"""

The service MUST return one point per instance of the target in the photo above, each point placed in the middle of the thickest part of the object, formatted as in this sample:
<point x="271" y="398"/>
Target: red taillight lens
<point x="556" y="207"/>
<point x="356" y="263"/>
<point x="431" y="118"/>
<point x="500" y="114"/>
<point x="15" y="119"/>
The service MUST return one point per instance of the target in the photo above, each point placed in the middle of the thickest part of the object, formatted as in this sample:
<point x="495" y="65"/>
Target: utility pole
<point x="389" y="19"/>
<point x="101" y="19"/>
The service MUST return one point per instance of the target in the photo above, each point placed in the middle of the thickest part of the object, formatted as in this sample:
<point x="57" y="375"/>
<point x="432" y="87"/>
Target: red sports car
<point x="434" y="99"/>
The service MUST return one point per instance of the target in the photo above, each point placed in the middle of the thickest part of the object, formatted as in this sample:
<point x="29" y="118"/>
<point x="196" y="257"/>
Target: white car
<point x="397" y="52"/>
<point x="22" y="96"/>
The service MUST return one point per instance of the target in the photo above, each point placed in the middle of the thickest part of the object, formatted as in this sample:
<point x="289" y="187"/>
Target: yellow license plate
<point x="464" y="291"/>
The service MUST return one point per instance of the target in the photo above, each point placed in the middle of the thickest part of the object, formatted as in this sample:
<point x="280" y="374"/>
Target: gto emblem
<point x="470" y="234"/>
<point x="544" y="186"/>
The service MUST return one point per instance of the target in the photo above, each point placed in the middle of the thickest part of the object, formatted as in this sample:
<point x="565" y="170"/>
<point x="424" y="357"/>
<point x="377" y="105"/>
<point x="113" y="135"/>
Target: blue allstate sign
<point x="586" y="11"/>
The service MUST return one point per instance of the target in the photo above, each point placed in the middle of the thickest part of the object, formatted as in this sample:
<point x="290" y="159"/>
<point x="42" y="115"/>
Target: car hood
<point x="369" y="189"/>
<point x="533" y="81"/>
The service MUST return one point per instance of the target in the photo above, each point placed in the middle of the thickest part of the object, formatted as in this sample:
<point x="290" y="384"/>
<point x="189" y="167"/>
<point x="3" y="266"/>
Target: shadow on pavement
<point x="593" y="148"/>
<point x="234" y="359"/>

"""

__Work request__. A complete, exact copy of the material is required.

__Result for this exercise__.
The service MUST return one point per instance of the target in the photo above, each point placed in the middle of the thickest part of the object, formatted as in this sample:
<point x="271" y="398"/>
Target: red taillight lens
<point x="556" y="207"/>
<point x="356" y="263"/>
<point x="431" y="118"/>
<point x="500" y="114"/>
<point x="15" y="119"/>
The service MUST return one point per instance of the target in the photo above, each point placed in the middle of the thickest part of the object, formatted as in this sample:
<point x="495" y="65"/>
Target: utility pole
<point x="389" y="19"/>
<point x="101" y="19"/>
The service MUST return one point per instance of the target in the photo above, each point placed in the middle of the thickest part of the object, formatted as in this sample:
<point x="57" y="375"/>
<point x="432" y="87"/>
Target: red sports car
<point x="434" y="99"/>
The service MUST return one point per instance of the target in the photo above, each point placed in the middle of the thickest part of the object, formatted as in this sample:
<point x="29" y="118"/>
<point x="196" y="257"/>
Target: white car
<point x="397" y="52"/>
<point x="22" y="96"/>
The service MUST return one point per instance of the target in the photo above, each point placed in the middle of the thickest part of the object, formatted as in this sample:
<point x="289" y="187"/>
Target: yellow license plate
<point x="464" y="291"/>
The service MUST return one point per instance of the target in the photo above, each point placed in the middle of the thickest part of the object, formatted as in this sample:
<point x="280" y="374"/>
Target: gto emblem
<point x="470" y="234"/>
<point x="544" y="186"/>
The service MUST return one point per instance of the target in the photo above, each point placed in the middle of the thickest part of the object, formatted as in this sample:
<point x="565" y="170"/>
<point x="424" y="357"/>
<point x="377" y="105"/>
<point x="113" y="135"/>
Target: blue allstate sign
<point x="586" y="11"/>
The service MUST return one point per instance of the target in the photo above, each point placed in the middle of the thickest part of the object, formatted as in this sample:
<point x="290" y="159"/>
<point x="42" y="115"/>
Target: car hood
<point x="369" y="189"/>
<point x="533" y="81"/>
The service MUST return one point per instance of the target in the photo above, each point placed in the middle of the thickest part of the object, formatted as in this sample:
<point x="290" y="384"/>
<point x="189" y="167"/>
<point x="3" y="266"/>
Target: shadow on pavement
<point x="593" y="148"/>
<point x="234" y="359"/>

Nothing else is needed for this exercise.